Reproduce the text on the Bristol Downs Association Football League below in full, word for word.

Page extract:
━━━━
Association football league in England

The Bristol Downs Association Football League is an English football league based in the city of Bristol. It is a completely standalone league system which does not feed into the English football league pyramid. The Downs League is unusual in that all matches are played on one site, namely the large open space known as Bristol Downs. The league is affiliated to the Gloucestershire County FA.

==History==
Organised football first began to be played in Bristol in the 1880s and football started on the Downs around the same time, helped by the introduction of a tram route from the city centre to the top of Blackboy Hill. The Downs League was formed in 1905 with 30 founder members, all of them teams who were already playing in the city and on the Downs' many pitches. One of the founder member clubs, Sneyd Park, remains in the league to this day, having played in the top division of the league in every season since its foundation. Clifton St Vincents joined the league in its second season and have also clocked up 100 years of membership.

In the 1920s the league's top side was Union Jack FC, who won the league nine times in ten seasons and even managed to beat the much higher-ranked Cheltenham Town 6–3 away in the FA Cup in 1925. Future Arsenal star Eddie Hapgood turned out for Union Jack before going on to Football League and international stardom. Another player with Union Jack was Wally Hammond, a future England cricket captain.

In the 1930s Dockland Settlement won six championships in seven seasons. The years after the Second World War was probably when the league was at its strongest, with many players leaving the league to turn professional.

In the 1950s Clifton St. Vincents won six league titles, but St. Gabriels equalled Union Jack's record of seven successive titles between 1969 and 1975.
━━━━
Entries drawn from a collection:
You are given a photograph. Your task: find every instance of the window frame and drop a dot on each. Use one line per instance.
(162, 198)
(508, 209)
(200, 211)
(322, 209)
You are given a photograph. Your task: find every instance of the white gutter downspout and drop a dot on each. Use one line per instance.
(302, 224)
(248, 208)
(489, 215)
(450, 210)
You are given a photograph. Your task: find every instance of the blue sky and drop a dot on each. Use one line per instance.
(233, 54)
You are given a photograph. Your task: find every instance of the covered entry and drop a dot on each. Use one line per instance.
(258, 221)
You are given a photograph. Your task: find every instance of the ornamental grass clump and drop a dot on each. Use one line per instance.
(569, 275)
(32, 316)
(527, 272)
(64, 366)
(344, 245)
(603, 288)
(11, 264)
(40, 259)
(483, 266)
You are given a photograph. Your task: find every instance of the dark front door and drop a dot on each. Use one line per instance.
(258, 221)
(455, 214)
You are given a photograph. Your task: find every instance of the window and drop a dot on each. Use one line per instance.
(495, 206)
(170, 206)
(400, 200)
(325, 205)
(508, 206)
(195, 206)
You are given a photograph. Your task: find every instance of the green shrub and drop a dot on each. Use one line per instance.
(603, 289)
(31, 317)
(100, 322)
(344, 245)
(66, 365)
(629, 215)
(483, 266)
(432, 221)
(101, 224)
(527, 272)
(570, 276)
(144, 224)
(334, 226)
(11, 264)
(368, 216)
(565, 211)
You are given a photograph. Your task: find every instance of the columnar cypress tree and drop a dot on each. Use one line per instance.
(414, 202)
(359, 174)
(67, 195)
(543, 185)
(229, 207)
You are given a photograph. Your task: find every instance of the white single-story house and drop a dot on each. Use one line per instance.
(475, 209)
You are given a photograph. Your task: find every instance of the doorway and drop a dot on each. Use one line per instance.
━━━━
Solution for this exercise:
Association football league in England

The Bristol Downs Association Football League is an English football league based in the city of Bristol. It is a completely standalone league system which does not feed into the English football league pyramid. The Downs League is unusual in that all matches are played on one site, namely the large open space known as Bristol Downs. The league is affiliated to the Gloucestershire County FA.

==History==
Organised football first began to be played in Bristol in the 1880s and football started on the Downs around the same time, helped by the introduction of a tram route from the city centre to the top of Blackboy Hill. The Downs League was formed in 1905 with 30 founder members, all of them teams who were already playing in the city and on the Downs' many pitches. One of the founder member clubs, Sneyd Park, remains in the league to this day, having played in the top division of the league in every season since its foundation. Clifton St Vincents joined the league in its second season and have also clocked up 100 years of membership.

In the 1920s the league's top side was Union Jack FC, who won the league nine times in ten seasons and even managed to beat the much higher-ranked Cheltenham Town 6–3 away in the FA Cup in 1925. Future Arsenal star Eddie Hapgood turned out for Union Jack before going on to Football League and international stardom. Another player with Union Jack was Wally Hammond, a future England cricket captain.

In the 1930s Dockland Settlement won six championships in seven seasons. The years after the Second World War was probably when the league was at its strongest, with many players leaving the league to turn professional.

In the 1950s Clifton St. Vincents won six league titles, but St. Gabriels equalled Union Jack's record of seven successive titles between 1969 and 1975.